§ **Instruções A**: Transcreva o trecho da carta a Arnaldo Niskier de "País verde e" a "apenas um estudante.".
§ **Instruções B**: Segundo a carta a Arnaldo Niskier, o que está escrito na capa do livro de poesia que o vizinho encadernou?
§ **Instruções C**: Prossiga a carta a Arnaldo Niskier a partir do ponto em que ela termina.
::: Texto fornecido :::
ARNALDO NISKIER



Prezado e ilustre Professor e Escritor do Brasil para a Educação,



ARNALDO NISKIER

País verde e amarelo que amamos,
Se o verde é as nossas matas,
E o amarelo o nosso ouro,
E se o azul for mesmo da cor do céu,
Ajude-me que sou apenas um estudante.


Boa tarde,

É com alegria que lhe escrevo, e li o seu livro ao incentivo a nossa língua portuguesa e aos estudos diários. Desculpa-me pelo tamanho da carta, é uma carta de um brasileiro que ama muito o seu país, apesar dele pouco me olhar e ao menos saber que eu existo. Só que na minha cidade só existe uma biblioteca municipal e lá tem poucos livros. E eu não tenho livros, e os livros que eu tenho é o do MEC Fename e meu pai também não tem condições de comprar, ele ganha menos do salário na prefeitura de Caxias, trabalhando numa caçamba que recolhe o lixo da cidade. Eu não falo direito pois sou gago, mais leio tudo com os meus olhos. Já fiz um livro de poesia e tenho mais de mil escritas, e um grande amigo e vizinho que trabalha na gráfica Folha de Caxias, encadernou e colocou na capa azul com letras douradas – Minhas Poesias. Agora tô escrevendo um romance. Peço-lhe que me ajude e me mande um livro de Atlas, e seus livros para que eu não vá todos os dias lá na biblioteca pública. A mulher de lá é muito chata, pensa que a gente vai arrancar as folhas dos livros ou levar para casa. Por favor, sou um garoto pobre da cidade do maior poeta do romantismo (Gonçalves Dias). Se o senhor me mandar o livro Nosso Brasil de estudos de problemas brasileiros e a Nova Escola, ficarei muito feliz. Também quero livros velhos de gramáticas e literatura. Senhor Arnaldo, eu só não sei é falar direito mais sei escrever muito bem, um dia serei um poeta de verdade, meus pais não querem que eu seja poeta, assim mesmo escrevo escondido deles, ando sempre com um lápis no meu bolso e várias folhas de caderno, e aonde eu chego, fico escrevendo. Já estou com uma semana fazendo esta carta. Ontem, minha irmã Jesus contou para a minha mãe que eu gastava as folhas de caderno escrevendo besteiras, ela olhou e viu as folhas soltas.
::: Trecho dos dados :::
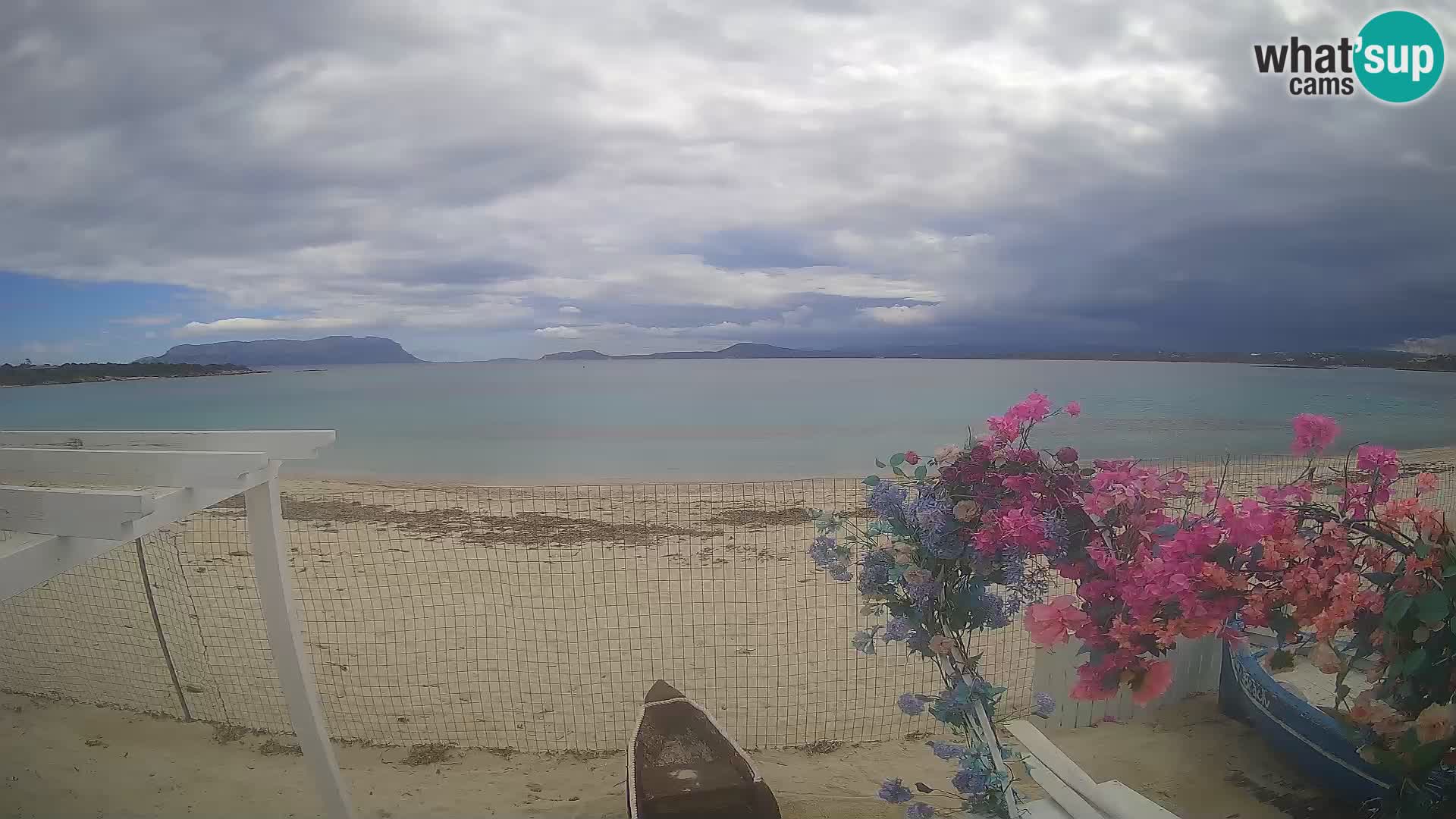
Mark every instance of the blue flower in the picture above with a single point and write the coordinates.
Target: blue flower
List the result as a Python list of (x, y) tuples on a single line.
:::
§ **Resultado da tarefa A**:
País verde e amarelo que amamos,
Se o verde é as nossas matas,
E o amarelo o nosso ouro,
E se o azul for mesmo da cor do céu,
Ajude-me que sou apenas um estudante.

§ **Resultado da tarefa B**: Minhas Poesias, em letras douradas sobre uma capa azul.

§ **Resultado da tarefa C**:
É difícil ser poeta assim como é difícil terminar os estudos e não ter o que fazer. Não sei o que será o amanhã para mim, somos sete irmãos, o meu irmão mais velho foi pro Rio morar, aqui não tem o que fazer a não ser cortar pano no Armazém Paraíba ou nas Lojas Pernambucana. Meu pai disse que só pode dá o primeiro grau e o segundo grau se ganhar as bolsas de estudos dos políticos. O meu irmão Lino está estudando em Teresina, ele adora falar inglês, seu maior sonho é morar na América do Norte. A minha casa, está ruim, tem uma goteira grande e nesse inverno que passou molhou meus livros, são poucos, apenas 3.

A minha irmã mais velha, a Raimunda é professora municipal, a coitada não para é pra cima e pra baixo e ainda ganha pouco da prefeitura ensinando o Mobral, foi morar em Dom Pedro, mais já voltou para Caxias, ela ajuda muito aqui em casa com o seu dinheiro que ganha mais ela vai comprar perna manca para substituir uns caibros que estão velhos. Quero fazer uma denúncia aqui também, eu sou fazedor de papagaio, tanto faço como vendo para ir ao Cine Rex da minha cidade, e no mês de maio, um policial sem farda mandou eu abaixar o meu papagaio que estava com a bandeira do Brasil, dizendo que é crime, além de quebrar o meu brinquedo disse que levava eu e todos lá de casa à delegacia. Olha, na semana passada outro policial à paisana ordenou ao Feli, filho da minha madrinha para ele descer correndo o papagaio dele, senão ele quebrava, alegando que era ordem do Governo para não usar a bandeira do Brasil. Eu não entendo e ninguém me fala, mais ouço as conversas das pessoas sobre a crise que o nosso povo passa. A polícia devia deixar de vigiar as pessoas com tanta agressão, sou um menino pobre da Rua Bom Jesus dos Passos, mais essa não é a forma do Governo escandalizar o seu próprio sangue. Ninguém me fala, ninguém sabe me dizer a verdade só porque sou um menino. O Governo não diz a verdade por isso tô lhe contando o que eu gostaria que soubesse. Senhor Arnaldo, a polícia que bate nos homens e mulheres deveriam ir atrás das pessoas que estão derrubando as nossas palmeiras de babaçu para colocar fazendas de gado. Isso, eles não fazem. Um dia, lendo sobre Santos Dumont, perguntei para minha professora de que Santos Dumont morreu, ela só me disse que foi de morte natural, mais a minha mãe disse que foi de suicídio e que ele inventou o avião e as pessoas estavam usando para matar as pessoas, e ele ficou triste e se achou culpado e se matou.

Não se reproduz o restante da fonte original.